Part of a data file:
----------

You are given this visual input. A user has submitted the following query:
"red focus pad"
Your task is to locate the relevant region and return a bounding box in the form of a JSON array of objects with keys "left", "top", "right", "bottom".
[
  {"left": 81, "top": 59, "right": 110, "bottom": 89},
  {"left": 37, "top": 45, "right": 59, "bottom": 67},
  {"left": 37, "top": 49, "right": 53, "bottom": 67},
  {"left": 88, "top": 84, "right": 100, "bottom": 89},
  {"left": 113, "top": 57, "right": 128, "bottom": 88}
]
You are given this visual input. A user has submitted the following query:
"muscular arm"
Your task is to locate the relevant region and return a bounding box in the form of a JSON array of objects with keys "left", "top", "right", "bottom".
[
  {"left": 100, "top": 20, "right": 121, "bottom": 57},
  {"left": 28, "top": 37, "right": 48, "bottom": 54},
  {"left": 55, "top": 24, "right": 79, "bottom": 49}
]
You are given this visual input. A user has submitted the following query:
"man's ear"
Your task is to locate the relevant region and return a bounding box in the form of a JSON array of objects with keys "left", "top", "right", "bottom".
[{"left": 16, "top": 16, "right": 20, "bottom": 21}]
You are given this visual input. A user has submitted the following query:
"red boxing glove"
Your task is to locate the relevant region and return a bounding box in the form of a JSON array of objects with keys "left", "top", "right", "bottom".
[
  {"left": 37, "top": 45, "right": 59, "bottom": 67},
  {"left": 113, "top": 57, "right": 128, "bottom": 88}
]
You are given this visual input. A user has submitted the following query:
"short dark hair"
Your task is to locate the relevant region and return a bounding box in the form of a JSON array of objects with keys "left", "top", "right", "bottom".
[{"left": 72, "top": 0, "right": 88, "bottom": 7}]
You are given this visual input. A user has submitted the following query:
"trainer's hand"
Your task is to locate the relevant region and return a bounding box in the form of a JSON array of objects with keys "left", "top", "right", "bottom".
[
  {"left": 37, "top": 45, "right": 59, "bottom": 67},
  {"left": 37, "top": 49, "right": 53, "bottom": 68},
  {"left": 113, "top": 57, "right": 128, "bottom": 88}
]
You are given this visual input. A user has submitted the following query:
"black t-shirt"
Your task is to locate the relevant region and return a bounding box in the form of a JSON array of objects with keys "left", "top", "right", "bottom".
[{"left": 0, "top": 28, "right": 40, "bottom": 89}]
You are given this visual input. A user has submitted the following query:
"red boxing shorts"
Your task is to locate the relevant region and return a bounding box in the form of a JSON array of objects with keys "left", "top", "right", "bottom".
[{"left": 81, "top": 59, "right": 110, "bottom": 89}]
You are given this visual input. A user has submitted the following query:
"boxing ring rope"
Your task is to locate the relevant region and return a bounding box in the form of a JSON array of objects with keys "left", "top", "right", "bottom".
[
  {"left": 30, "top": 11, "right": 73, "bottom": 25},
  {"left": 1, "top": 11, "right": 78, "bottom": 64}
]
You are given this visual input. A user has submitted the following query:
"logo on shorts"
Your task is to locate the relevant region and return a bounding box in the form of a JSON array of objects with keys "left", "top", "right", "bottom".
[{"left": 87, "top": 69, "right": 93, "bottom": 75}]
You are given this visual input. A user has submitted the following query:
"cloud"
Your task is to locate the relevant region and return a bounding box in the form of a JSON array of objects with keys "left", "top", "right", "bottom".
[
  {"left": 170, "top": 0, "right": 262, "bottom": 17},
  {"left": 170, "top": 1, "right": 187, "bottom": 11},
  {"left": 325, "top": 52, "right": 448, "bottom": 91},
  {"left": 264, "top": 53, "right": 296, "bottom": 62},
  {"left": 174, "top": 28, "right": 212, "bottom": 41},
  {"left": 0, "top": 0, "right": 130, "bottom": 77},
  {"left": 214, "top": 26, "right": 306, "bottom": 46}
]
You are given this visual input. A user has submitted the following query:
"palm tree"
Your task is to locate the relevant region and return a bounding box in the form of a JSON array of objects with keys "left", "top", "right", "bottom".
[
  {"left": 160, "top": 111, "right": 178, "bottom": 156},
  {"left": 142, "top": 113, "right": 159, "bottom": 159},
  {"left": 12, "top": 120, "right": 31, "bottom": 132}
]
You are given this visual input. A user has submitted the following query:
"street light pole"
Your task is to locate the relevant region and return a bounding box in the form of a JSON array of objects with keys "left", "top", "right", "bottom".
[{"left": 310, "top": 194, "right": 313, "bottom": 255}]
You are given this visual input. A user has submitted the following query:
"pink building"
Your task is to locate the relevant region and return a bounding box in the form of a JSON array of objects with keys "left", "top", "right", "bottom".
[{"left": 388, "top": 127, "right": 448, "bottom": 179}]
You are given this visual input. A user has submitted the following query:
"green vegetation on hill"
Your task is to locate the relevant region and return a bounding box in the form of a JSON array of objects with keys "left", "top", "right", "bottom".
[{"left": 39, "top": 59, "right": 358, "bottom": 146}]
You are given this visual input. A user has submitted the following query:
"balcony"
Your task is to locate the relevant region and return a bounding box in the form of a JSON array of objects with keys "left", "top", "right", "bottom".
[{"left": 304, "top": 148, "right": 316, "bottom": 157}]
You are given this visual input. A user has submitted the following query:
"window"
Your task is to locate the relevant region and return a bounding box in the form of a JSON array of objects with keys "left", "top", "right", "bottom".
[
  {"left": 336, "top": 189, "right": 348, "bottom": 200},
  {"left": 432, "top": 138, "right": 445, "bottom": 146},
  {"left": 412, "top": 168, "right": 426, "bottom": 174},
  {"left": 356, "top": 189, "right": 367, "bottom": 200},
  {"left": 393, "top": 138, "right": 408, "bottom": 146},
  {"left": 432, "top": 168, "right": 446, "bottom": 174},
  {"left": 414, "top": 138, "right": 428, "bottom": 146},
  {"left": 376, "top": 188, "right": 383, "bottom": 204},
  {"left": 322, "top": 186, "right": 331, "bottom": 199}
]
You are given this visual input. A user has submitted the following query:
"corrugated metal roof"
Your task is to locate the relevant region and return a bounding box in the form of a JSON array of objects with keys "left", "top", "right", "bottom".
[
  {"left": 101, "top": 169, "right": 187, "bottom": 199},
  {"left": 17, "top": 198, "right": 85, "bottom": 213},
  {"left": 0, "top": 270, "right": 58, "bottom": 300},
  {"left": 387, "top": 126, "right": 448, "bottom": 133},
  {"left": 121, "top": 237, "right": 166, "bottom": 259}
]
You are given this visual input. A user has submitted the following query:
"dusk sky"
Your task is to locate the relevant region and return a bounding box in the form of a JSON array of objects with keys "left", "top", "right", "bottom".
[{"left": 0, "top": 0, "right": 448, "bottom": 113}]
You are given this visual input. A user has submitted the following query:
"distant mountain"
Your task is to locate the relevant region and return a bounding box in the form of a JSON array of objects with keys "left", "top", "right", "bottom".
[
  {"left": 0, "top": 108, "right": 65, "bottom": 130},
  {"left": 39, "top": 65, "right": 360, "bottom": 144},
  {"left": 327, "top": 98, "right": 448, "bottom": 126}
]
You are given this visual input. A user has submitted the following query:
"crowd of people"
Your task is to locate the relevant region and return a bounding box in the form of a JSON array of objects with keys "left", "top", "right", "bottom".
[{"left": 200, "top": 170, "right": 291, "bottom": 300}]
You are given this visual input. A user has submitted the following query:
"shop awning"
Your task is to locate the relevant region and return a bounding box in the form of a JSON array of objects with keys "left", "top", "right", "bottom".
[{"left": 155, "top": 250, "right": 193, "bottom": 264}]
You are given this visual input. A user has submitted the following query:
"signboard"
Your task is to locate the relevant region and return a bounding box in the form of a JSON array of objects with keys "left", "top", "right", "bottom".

----------

**Exercise**
Which lines of the listing above contain the word "boxing"? Identify each of them and copy it in full.

**Solution to the exercise**
"red boxing glove"
"red boxing shorts"
"boxing ring rope"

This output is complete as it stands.